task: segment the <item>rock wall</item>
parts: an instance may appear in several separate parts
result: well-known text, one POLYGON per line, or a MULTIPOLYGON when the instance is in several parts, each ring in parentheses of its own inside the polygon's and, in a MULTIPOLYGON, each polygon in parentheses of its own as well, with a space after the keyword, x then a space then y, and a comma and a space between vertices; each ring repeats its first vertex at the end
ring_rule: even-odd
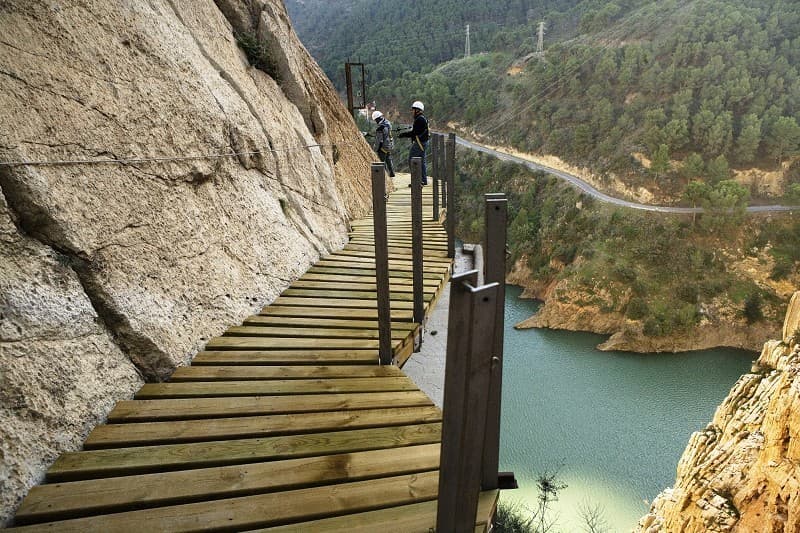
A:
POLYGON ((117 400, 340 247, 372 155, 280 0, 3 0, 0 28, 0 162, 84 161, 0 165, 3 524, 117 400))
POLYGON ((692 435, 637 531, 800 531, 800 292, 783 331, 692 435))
++++
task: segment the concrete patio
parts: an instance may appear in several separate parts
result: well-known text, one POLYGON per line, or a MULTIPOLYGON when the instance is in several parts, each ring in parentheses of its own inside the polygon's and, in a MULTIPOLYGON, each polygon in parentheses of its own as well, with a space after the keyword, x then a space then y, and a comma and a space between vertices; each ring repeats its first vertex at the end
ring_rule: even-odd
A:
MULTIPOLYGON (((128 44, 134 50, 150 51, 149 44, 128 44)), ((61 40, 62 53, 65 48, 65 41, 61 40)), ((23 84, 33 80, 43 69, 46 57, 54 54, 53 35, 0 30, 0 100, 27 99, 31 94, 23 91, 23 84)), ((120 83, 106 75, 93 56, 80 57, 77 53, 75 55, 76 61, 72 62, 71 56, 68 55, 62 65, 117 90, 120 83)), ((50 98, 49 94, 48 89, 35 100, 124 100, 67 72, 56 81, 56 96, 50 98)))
++++
# Exercise directions
If a line in the records above holds the string "segment", copy it out.

# Answer section
task: segment the <item>rock wall</item>
task: segment the concrete patio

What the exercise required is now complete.